§ Opgaven en taken
a) Noem alle begrippen die Artikel 2 van de verordening over afvalstoffenheffing en reinigingsrechten omschrijft.
b) Geef het deel van de verordening over afvalstoffenheffing en reinigingsrechten dat opent met de woorden waarin "Artikel 4 Belastingplicht" staat en sluit met "verordening behorende tarieventabel." opnieuw weer, en wissel daarin "perceel" om voor "kavel".
c) Ga verder met de verordening over afvalstoffenheffing en reinigingsrechten vanaf het punt waar de tekst ophoudt.

Regeling vervallen per 01-01-2016

Verordening op de heffing en de invordering van afvalstoffenheffing en reinigingsrechten 2015

Geldend van 18-12-2014 t/m 31-12-2015

Intitulé

Verordening op de heffing en de invordering van afvalstoffenheffing en reinigingsrechten 2015

De raad van de gemeente Bergen;

gelezen het voorstel van het college van Bergen van 28 oktober 2014;

gezien het advies van de Algemene raadscommissie van 20 november 2014;

gelet op artikel 229, eerste lid, aanhef en onderdelen a en b, van de Gemeentewet en artikel 15.33 van de Wet milieubeheer;

b e s l u i t :

vast te stellen de:

Verordening op de heffing en de invordering van afvalstoffenheffing en reinigingsrechten 2015.

(Verordening reinigingsheffingen 2015).

HOOFDSTUK I ALGEMENE BEPALINGEN

Artikel 1 Inleidende bepaling

Krachtens deze verordening worden geheven:

  • a.

    een afvalstoffenheffing;

  • b.

    reinigingsrechten.

Artikel 2 Begripsomschrijvingen

Voor de toepassing van deze verordening wordt verstaan onder:

  • a.

    grijs afval: bestanddeel van bedrijfsafvalstoffen, dat naar aard, omvang en samenstelling overeenkomt met huishoudelijke afvalstoffen uitgezonderd grove huishoudelijke afvalstoffen, dat op dezelfde wijze ter inzameling wordt aangeboden als huishoudelijke afvalstoffen en dat in dezelfde reguliere inzamelgang door de inzameldienst met het huishoudelijke afval kan worden ingezameld;

  • b.

    het college: het college van burgemeester en wethouders;

  • c.

    2e woning/vakantiewoning: woning zoals bedoeld in de Verordening

forensenbelasting;

d.‘gebruik maken’ in hoofdstuk II Afvalstoffenheffing: gebruik maken in de zin van artikel 15.33 Wet milieubeheer.

HOOFDSTUK II AFVALSTOFFENHEFFING

Artikel 3 Aard van de belasting en belastbaar feit

  • 1. Onder de naam “afvalstoffenheffing” wordt een directe belasting geheven als bedoeld in artikel 15.33 van de Wet milieubeheer.

  • 2. De afvalstoffenheffing bedoeld in deze verordening en de daarbij behorende tarieventabel wordt naar afzonderlijke grondslagen geheven ter zake van het gebruik maken van een perceel ten aanzien waarvan krachtens artikelen 10.21 en 10.22 van de Wet milieubeheer een verplichting tot het inzamelen van huishoudelijke afvalstoffen geldt.

Artikel 4 Belastingplicht

De belasting wordt geheven van degene die in de gemeente naar omstandigheden beoordeeld al dan niet krachtens eigendom, bezit, beperkt recht of persoonlijk recht gebruikt maakt van een perceel ten aanzien waarvan ingevolge de artikelen 10.21 en 10.22 van de Wet milieubeheer een verplichting tot het inzamelen van huishoudelijke afvalstoffen geldt.

Artikel 5 Maatstaf van heffing en belastingtarief

De belasting wordt geheven naar de maatstaven en de tarieven, opgenomen in hoofdstuk 1 van de bij deze verordening behorende tarieventabel.

§ Verzameling gegevens
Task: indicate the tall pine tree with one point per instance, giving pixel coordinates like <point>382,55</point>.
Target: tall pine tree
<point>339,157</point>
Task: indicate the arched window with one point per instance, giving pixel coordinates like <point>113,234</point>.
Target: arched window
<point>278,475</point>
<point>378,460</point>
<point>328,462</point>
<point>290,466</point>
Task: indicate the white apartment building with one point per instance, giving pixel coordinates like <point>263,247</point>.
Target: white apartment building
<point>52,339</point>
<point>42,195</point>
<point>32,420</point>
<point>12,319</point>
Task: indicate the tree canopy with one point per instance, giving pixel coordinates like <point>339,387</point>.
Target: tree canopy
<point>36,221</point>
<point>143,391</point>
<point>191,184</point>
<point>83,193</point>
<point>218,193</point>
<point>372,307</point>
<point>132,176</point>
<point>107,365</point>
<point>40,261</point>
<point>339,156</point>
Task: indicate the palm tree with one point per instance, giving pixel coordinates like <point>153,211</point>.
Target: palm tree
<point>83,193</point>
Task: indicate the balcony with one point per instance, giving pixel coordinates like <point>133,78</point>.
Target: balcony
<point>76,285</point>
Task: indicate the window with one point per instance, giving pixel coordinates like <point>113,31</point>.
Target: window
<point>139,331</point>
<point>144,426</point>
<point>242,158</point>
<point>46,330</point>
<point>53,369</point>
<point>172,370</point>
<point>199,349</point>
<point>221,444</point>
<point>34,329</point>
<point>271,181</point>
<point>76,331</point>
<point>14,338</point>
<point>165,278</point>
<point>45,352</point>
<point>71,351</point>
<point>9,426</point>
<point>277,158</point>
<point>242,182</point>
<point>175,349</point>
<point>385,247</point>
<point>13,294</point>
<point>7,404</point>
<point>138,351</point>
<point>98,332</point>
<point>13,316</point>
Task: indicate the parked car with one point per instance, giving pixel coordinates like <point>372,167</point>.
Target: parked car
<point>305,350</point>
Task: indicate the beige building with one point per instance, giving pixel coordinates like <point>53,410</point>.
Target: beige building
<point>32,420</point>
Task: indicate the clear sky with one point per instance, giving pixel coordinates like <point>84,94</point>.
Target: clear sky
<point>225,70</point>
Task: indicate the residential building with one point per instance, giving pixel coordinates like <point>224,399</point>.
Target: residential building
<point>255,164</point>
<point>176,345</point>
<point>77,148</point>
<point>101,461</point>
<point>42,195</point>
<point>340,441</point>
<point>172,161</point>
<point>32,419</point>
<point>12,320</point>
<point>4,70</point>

§ Antwoorden op opgaven
a)
- grijs afval
- het college
- 2e woning/vakantiewoning
- ‘gebruik maken’ (in hoofdstuk II Afvalstoffenheffing)

b)
Artikel 4 Belastingplicht

De belasting wordt geheven van degene die in de gemeente naar omstandigheden beoordeeld al dan niet krachtens eigendom, bezit, beperkt recht of persoonlijk recht gebruikt maakt van een kavel ten aanzien waarvan ingevolge de artikelen 10.21 en 10.22 van de Wet milieubeheer een verplichting tot het inzamelen van huishoudelijke afvalstoffen geldt.

Artikel 5 Maatstaf van heffing en belastingtarief

De belasting wordt geheven naar de maatstaven en de tarieven, opgenomen in hoofdstuk 1 van de bij deze verordening behorende tarieventabel.

c)
Artikel 6 Belastingjaar

Het belastingjaar is gelijk aan het kalenderjaar.

Artikel 7 Wijze van heffing

De belasting wordt bij wege van aanslag geheven.

Artikel 8 Ontstaan van de belastingschuld en heffing naar tijdsgelang

  • 1. De belasting is verschuldigd bij het begin van het belastingjaar of, zo dit later is, bij de aanvang van de belastingplicht.

  • 2. Indien de belastingplicht in de loop van het belastingjaar aanvangt, dan wel met toepassing van de in artikel 1 opgenomen tarieven hoger wordt als gevolg van wijziging in het aantal personen dat gebruik maakt van het perceel, is de belasting respectievelijk de hogere belasting voor zoveel twaalfde gedeelten van de voor dat jaar verschuldigde belasting als er in dat jaar, na de aanvang van de belastingplicht respectievelijk na de wijziging als hiervoor bedoeld, nog volle kalendermaanden overblijven.

  • 3. Indien de belastingplicht in de loop van het belastingjaar eindigt, dan wel met toepassing van de in artikel 1 opgenomen tarieven lager wordt als gevolg van wijziging in het aantal personen dat gebruik maakt van het perceel, bestaat aanspraak op ontheffing voor zoveel twaalfde gedeelten van de voor dat jaar verschuldigde belasting als er in dat jaar, na het einde van de belastingplicht respectievelijk na de wijziging als hiervoor bedoeld, nog volle kalendermaanden overblijven.

  • 4. Het tweede en het derde lid zijn niet van toepassing indien de belastingplichtige binnen de gemeente verhuist en aldaar met een gelijk aantal personen een ander perceel in gebruik neemt.

  • 5. Voor belastingbedragen tot € 10,00 vindt geen invordering plaats. Voor de toepassing van de vorige volzin wordt het totaal van op een aanslagbiljet verenigde verschuldigde bedragen afvalstoffenheffing of andere heffingen aangemerkt als één belastingbedrag.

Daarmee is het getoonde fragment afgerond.